Goal:
Recast the items below as a numbered list, omitting any blank lines. Leave the pictures out of the list.

Record excerpts:
────────────────
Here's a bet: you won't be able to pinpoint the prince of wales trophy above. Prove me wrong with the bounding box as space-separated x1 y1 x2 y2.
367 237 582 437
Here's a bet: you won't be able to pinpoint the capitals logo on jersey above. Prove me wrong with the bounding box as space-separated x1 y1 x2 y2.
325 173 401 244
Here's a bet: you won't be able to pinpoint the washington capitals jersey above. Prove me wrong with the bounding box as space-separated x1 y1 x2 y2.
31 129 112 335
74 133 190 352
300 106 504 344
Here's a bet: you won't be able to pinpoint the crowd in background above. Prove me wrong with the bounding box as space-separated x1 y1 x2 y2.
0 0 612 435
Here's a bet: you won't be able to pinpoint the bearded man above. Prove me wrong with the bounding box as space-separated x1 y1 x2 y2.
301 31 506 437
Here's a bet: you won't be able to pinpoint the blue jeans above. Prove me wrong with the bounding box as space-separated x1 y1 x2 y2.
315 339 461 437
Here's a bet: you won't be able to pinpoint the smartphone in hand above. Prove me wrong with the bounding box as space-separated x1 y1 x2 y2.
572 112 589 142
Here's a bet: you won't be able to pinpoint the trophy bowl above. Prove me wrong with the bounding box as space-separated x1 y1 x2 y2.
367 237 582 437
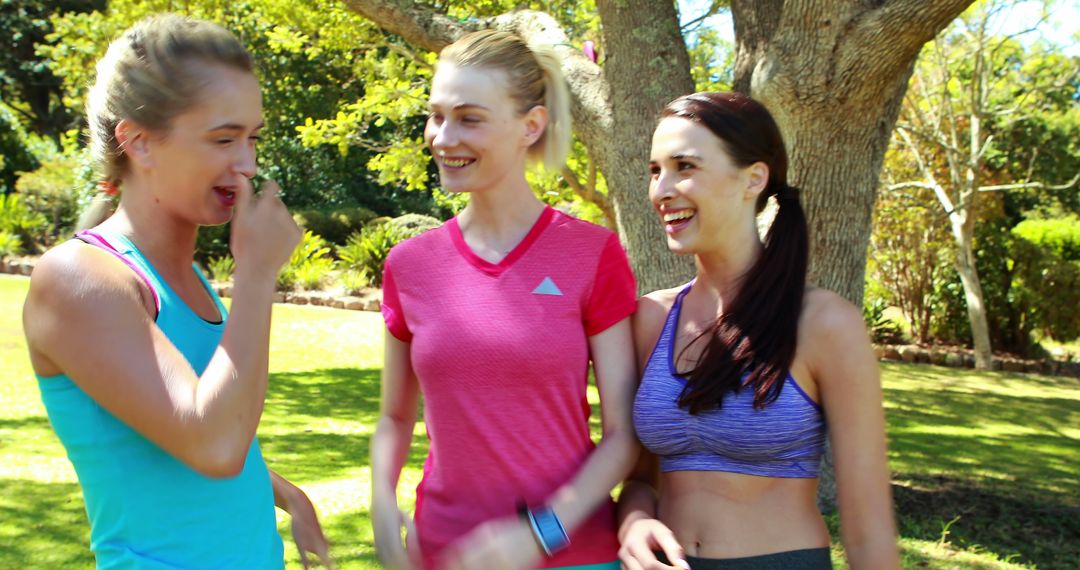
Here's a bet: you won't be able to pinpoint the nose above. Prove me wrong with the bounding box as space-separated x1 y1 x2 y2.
233 143 258 178
649 169 675 204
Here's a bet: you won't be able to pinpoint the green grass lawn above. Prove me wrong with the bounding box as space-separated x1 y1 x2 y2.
0 275 1080 569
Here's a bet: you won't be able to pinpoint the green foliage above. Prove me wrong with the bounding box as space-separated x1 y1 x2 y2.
1012 216 1080 261
15 131 94 245
0 194 49 249
206 256 237 283
338 269 370 295
278 231 334 290
863 295 904 344
864 191 950 343
293 207 375 245
337 221 410 288
195 223 232 264
390 214 443 238
0 230 23 261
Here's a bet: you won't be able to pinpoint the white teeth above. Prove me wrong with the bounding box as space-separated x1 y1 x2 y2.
664 209 693 223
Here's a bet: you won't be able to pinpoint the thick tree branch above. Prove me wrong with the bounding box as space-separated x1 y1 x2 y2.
346 0 611 159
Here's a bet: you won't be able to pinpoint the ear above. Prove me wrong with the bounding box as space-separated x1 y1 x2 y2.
525 105 548 148
746 162 769 200
112 119 153 168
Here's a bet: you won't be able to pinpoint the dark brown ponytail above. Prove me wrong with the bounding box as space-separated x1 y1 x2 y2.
661 93 809 413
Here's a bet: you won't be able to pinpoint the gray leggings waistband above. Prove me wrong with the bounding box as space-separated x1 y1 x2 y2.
────────────────
Right answer:
1. Here's a bet: you won't be able to pinpoint the prince of wales trophy above. Prove me wrong with the bounding box as space-separated x1 y1 x2 y2.
2. 367 237 582 437
3. Here's a bet: you won't be able to pinpoint the capitals logo on jersey above. Prove me wrong with the bounding box as space-separated x1 y1 x2 y2.
4. 325 173 401 244
5. Here's a bet: you won't be able to pinpoint the washington capitals jersey above. Prove me wrong with the bounding box as space-separated x1 y1 x2 y2.
6. 31 129 112 335
7. 74 133 190 352
8. 300 106 504 344
9. Here's a bet: you won't be able to pinpoint the crowd in background above. Prove me wrong with the bounding box as space-separated x1 y1 x2 y2.
10. 0 0 612 435
11. Here's a bet: you won't be able to pinpoint the bearded man above. Prove me wrong with the bounding box as space-separated x1 y1 x2 y2.
12. 301 31 506 437
13. Here's a bet: you won't be able to pinpoint the blue jeans above. Prove me wrong with the bounding box as space-separated x1 y1 x2 y2.
14. 315 339 461 437
15. Here's a bet: you won't be able to pinpoint the smartphone in hand above. Prove me wrong with the bounding box as space-separated x1 y1 x2 y2.
16. 572 112 589 142
17. Here's a bet: you won't be able to pinpoint the trophy bowl above. Prove me wrong with the bounding box as space-separated x1 y1 x2 y2.
18. 367 237 582 437
19. Here's a bet: you won't be able to pinpoint the nose above. Prove me wrong with the bounding box as space-separated x1 y1 x2 y2.
20. 233 143 258 178
21. 649 169 675 204
22. Here's a bet: you won't be able to pinpoint the green grass lawn above. Prove me wrong with the bounding box as space-separated x1 y1 x2 y2.
23. 0 275 1080 569
24. Here's a bet: you won't be able to pinpoint the green foliage above. Prove me wrong with the bounding box as space-separated x1 y1 x2 y2.
25. 1012 216 1080 261
26. 15 131 94 245
27. 0 194 49 249
28. 206 256 237 283
29. 338 269 370 295
30. 278 231 334 290
31. 863 295 904 344
32. 864 191 950 343
33. 293 207 375 245
34. 337 221 410 288
35. 195 223 232 264
36. 390 214 443 238
37. 0 230 23 261
38. Here's a bet: you won't be able to pinpoint the white teeth above. Prove me wrong with the bounding box as space-separated x1 y1 x2 y2.
39. 664 209 693 223
40. Here's a bet: you won't be able to pinpoint the thick tree branch above. Prove me wrong with the bounding box as space-separated x1 y1 x2 y2.
41. 346 0 611 159
42. Here's a bet: you won't be able to pinpoint the ear above. Prove me wrong with the bounding box as space-separated x1 y1 x2 y2.
43. 525 105 548 148
44. 746 162 769 200
45. 112 119 153 168
46. Here's a bet: you won't be able to pinpoint the dark brown ponytail above. Prove me wrong with the bounding box as space-separated x1 y1 x2 y2.
47. 661 93 809 413
48. Here's a bet: you won't be able to pinpoint the gray leggings waistband above. Prove me wrong with the bounding box as space-separated x1 y1 x2 y2.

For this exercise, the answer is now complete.